Source records
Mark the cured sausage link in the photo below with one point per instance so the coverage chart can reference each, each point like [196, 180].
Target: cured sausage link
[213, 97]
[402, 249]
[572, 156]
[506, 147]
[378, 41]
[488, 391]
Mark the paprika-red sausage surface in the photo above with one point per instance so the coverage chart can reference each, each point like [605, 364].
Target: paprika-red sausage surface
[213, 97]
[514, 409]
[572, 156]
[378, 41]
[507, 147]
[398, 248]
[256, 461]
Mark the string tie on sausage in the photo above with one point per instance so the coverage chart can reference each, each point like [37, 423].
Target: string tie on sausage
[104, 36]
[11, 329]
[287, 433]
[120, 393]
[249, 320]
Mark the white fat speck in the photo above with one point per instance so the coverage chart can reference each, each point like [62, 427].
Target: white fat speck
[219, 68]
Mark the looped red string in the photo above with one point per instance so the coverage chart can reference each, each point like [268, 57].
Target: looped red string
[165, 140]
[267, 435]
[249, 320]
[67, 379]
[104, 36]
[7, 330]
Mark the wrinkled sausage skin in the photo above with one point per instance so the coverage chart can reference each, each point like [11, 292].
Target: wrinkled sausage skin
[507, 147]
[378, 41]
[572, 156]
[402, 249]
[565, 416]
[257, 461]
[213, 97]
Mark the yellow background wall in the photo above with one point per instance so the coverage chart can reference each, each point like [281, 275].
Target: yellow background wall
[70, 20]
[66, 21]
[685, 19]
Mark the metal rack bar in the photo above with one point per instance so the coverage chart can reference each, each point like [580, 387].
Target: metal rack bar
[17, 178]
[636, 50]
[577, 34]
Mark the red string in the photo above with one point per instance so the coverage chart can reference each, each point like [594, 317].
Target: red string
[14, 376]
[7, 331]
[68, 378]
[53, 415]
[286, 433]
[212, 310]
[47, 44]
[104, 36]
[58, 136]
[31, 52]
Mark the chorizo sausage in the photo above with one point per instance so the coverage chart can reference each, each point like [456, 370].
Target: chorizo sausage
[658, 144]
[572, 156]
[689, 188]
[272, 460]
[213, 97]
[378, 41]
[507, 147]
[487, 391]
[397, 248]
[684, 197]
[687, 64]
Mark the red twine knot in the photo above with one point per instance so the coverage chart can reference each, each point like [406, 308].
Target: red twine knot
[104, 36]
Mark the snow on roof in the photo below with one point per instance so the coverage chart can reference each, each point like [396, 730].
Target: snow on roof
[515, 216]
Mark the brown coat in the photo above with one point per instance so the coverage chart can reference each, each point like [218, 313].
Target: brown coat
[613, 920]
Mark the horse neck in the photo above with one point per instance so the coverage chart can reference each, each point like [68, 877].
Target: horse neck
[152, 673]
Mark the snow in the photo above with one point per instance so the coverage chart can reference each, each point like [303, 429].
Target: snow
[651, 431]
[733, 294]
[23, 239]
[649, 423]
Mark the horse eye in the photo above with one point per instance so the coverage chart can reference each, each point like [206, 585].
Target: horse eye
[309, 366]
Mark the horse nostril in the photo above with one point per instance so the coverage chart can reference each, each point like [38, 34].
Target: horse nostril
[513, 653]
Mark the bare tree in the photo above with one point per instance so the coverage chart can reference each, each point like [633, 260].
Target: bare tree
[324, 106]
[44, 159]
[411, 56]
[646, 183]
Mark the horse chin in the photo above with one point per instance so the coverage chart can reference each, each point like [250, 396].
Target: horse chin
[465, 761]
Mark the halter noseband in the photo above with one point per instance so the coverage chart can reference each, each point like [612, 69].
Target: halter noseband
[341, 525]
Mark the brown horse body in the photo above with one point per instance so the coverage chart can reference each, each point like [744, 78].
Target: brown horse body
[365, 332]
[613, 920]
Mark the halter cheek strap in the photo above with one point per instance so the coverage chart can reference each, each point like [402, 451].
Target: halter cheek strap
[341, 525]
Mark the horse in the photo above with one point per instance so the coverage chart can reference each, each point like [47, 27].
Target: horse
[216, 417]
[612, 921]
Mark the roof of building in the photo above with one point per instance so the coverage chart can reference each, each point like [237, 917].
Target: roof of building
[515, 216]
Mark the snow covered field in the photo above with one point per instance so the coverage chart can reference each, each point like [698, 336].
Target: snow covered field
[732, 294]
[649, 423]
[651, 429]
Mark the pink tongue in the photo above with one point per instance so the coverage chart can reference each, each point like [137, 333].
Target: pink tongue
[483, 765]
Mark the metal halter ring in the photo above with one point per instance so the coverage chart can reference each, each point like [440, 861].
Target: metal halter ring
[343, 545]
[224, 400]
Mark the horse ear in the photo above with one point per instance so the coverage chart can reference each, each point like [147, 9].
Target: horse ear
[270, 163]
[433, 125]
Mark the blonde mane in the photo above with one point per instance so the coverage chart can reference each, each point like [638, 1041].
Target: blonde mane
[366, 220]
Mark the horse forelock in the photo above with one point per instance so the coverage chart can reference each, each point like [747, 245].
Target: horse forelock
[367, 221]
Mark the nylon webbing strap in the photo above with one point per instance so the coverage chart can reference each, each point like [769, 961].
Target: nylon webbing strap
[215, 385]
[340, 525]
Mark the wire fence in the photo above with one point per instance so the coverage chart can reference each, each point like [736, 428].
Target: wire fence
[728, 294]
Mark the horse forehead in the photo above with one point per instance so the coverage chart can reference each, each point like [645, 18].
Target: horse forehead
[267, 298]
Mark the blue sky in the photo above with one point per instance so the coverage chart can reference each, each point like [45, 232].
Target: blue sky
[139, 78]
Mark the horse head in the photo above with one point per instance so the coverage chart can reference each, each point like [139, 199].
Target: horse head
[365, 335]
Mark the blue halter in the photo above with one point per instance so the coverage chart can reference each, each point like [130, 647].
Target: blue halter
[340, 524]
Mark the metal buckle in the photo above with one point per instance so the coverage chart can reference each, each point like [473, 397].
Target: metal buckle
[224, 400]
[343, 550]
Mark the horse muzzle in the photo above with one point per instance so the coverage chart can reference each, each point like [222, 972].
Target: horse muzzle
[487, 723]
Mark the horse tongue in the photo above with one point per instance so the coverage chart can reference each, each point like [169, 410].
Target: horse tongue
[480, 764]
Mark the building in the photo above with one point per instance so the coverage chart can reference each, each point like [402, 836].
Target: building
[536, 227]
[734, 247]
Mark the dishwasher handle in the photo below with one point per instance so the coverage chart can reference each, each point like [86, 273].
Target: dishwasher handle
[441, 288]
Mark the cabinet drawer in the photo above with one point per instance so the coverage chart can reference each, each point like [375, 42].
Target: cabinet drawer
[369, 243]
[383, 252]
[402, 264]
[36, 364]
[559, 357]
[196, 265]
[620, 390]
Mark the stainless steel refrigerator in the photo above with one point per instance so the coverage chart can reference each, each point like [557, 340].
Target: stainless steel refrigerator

EXERCISE DETAILS: Nothing in the listing may be changed; retype it all exactly.

EXERCISE ANSWER:
Mark the cured sausage link in the photo below with one point per instance so the coverage chart can reference each, each point like [196, 180].
Target: cured sausage link
[213, 97]
[402, 249]
[572, 156]
[506, 147]
[378, 41]
[488, 391]
Mark the paprika-red sausage surface in the photo above with one point per instance so the coverage chart can reference each, each point like [605, 364].
Target: paprika-red sausage surface
[213, 97]
[514, 409]
[572, 156]
[378, 41]
[507, 147]
[398, 248]
[256, 461]
Mark the string tie on sausage in the photo above with one point per instance so the coverage chart can reference each, each point like [37, 423].
Target: string tie on sausage
[104, 36]
[11, 329]
[287, 433]
[120, 393]
[249, 320]
Mark the white fat speck in the photo above with one point per instance so the coverage chart can reference each, each point like [62, 427].
Target: white fat speck
[219, 68]
Mark the looped red string in the photo above with one point per instance so the coverage chart can reference each, each point like [268, 57].
Target: looped red string
[165, 140]
[267, 435]
[249, 320]
[67, 379]
[104, 36]
[7, 330]
Mark the wrinkled sausage skin in the photo above with one point per instance so the coverage chart can reference each, each point like [11, 292].
Target: wrinkled sausage skin
[507, 147]
[378, 41]
[572, 156]
[402, 249]
[565, 416]
[257, 461]
[213, 97]
Mark the yellow background wall in the photo above with one point per instance so the coverage chart can reference each, each point like [281, 275].
Target: yellow background wall
[70, 20]
[66, 21]
[685, 19]
Mark the metal rack bar in the photo above with one point per instance so the coverage chart can reference each, each point like [580, 387].
Target: metal rack bar
[17, 178]
[636, 50]
[577, 34]
Mark the red string in the photo above with one point per instance so the coverage chart can reference each, each point like [594, 317].
Target: red string
[14, 376]
[7, 331]
[68, 378]
[53, 415]
[286, 433]
[212, 310]
[47, 44]
[104, 36]
[58, 136]
[31, 52]
Mark the chorizo sausage in the photo above with one point per instance so the coverage chart can reference each, each point like [456, 370].
Target: chorizo sausage
[658, 144]
[572, 156]
[689, 188]
[272, 460]
[213, 97]
[378, 41]
[507, 147]
[487, 391]
[397, 248]
[684, 197]
[687, 64]
Mark the red twine knot in the photo above with one point per instance so the coverage chart can reference each, each point like [406, 308].
Target: red twine knot
[104, 36]
Mark the snow on roof in the photo below with one point per instance so the coverage chart can reference each, each point like [396, 730].
Target: snow on roof
[515, 216]
Mark the brown coat in the photo above with one point per instance so the coverage chart can reference each, each point like [218, 313].
Target: brown coat
[613, 920]
Mark the horse neck in the photo above with one point per instance so the coverage chart can reference each, each point like [68, 877].
Target: horse neck
[152, 673]
Mark the snow in the photo above with one point per instance so the coverage chart can reference each, each point like [303, 429].
Target: snow
[651, 431]
[733, 294]
[23, 239]
[649, 423]
Mark the horse eye in the photo above with one point per instance so the coverage chart can reference each, each point like [206, 585].
Target: horse eye
[309, 366]
Mark the horse nostril in the photo above with one point per instance so the coverage chart can reference each, each point like [38, 34].
Target: horse nostril
[513, 653]
Mark the bare tree in the photo above with one point per instance so the coverage chart can reference each, each point like [633, 260].
Target: bare tree
[324, 106]
[44, 159]
[411, 56]
[646, 183]
Mark the horse chin in the photo above with one point per instance so the coverage chart can reference each, each point like [250, 396].
Target: horse chin
[465, 761]
Mark the halter noseband in the photo above with one point per instance so the coverage chart can reference each, each point like [612, 69].
Target: halter noseband
[341, 525]
Mark the brown horse body in the photo above with one point per instance so the coverage chart can reference each, each point like [744, 78].
Target: brown horse body
[365, 332]
[613, 920]
Mark the halter cheek strap in the photo above with one point per instance so the coverage chart can reference each, each point like [402, 451].
Target: halter cheek strap
[341, 525]
Mark the horse in the photo above with one point per instance so the coverage chart can reference each, each point like [47, 27].
Target: horse
[216, 417]
[612, 921]
Mark the roof of building in the photo above with one point per instance so the coverage chart can reference each, each point like [237, 917].
Target: roof of building
[515, 216]
Mark the snow covered field in the photo above with one point per instance so the coverage chart can reference each, each point like [698, 336].
Target: snow covered field
[732, 294]
[649, 423]
[651, 429]
Mark the pink tongue in the photo above with one point per instance so the coverage chart can reference each, each point like [137, 333].
Target: pink tongue
[483, 765]
Mark the metal halter ring in the photo above with one point per instance so the coverage chart can reference each, each point like [440, 861].
Target: metal halter ring
[343, 545]
[224, 400]
Mark the horse ear in the photo above with one point per instance so the coverage chart can reference each, each point like [147, 9].
Target: horse ear
[270, 163]
[433, 125]
Mark the blonde mane in the photo above with one point per instance so the coverage chart can reference each, each point like [638, 1041].
Target: blonde mane
[366, 220]
Mark the horse forelock in the photo above with one point per instance so the coverage chart can reference each, each point like [747, 245].
Target: horse forelock
[367, 221]
Mark the nylon webbing strap in the photo above with one point per instance so the coverage chart can reference each, each point like [769, 961].
Target: nylon webbing strap
[215, 385]
[340, 525]
Mark the wire fence in the photo above with one point per instance so the coverage chart can reference each, each point like [736, 428].
Target: wire fence
[728, 294]
Mark the horse forehead in the photo above with one point per instance so the coverage chart can reference each, each point like [645, 18].
Target: horse forehead
[267, 298]
Mark the blue sky in the photo above with one point per instance so the coverage chart can reference each, each point like [45, 232].
Target: blue sky
[139, 78]
Mark the horse head in the photo above with one point per instance so the coverage chart can reference each, each point like [139, 199].
Target: horse head
[365, 335]
Mark the blue halter in the photo above with one point per instance so the coverage chart can reference each, each point like [130, 647].
Target: blue halter
[340, 524]
Mark the metal buckle in the photo above with one point per instance so the coverage chart can reference each, each point like [473, 397].
Target: metal buckle
[224, 400]
[343, 550]
Mark the horse muzzle in the photo above with one point per instance so the coverage chart can reference each, each point like [222, 972].
Target: horse muzzle
[487, 723]
Mark the horse tongue in the photo above with one point per instance so the coverage chart can reference each, each point like [169, 410].
Target: horse tongue
[480, 764]
Mark the building in the photo above with one point per instance so the coverage chart can reference each, each point like [402, 836].
Target: building
[536, 227]
[734, 247]
Mark the dishwasher handle in the photo below with one point per instance so the coverage chart can reference each, each point like [86, 273].
Target: dishwasher handle
[441, 288]
Mark the cabinet drawer in the photo above with one point per instance so the coverage chart can reference each, each point like [375, 42].
Target: cabinet drawer
[369, 243]
[383, 252]
[402, 264]
[36, 364]
[559, 357]
[196, 265]
[620, 390]
Mark the stainless steel refrigerator in the photo above with one point per instance so the coverage chart can reference each, each point like [557, 340].
Target: stainless steel refrigerator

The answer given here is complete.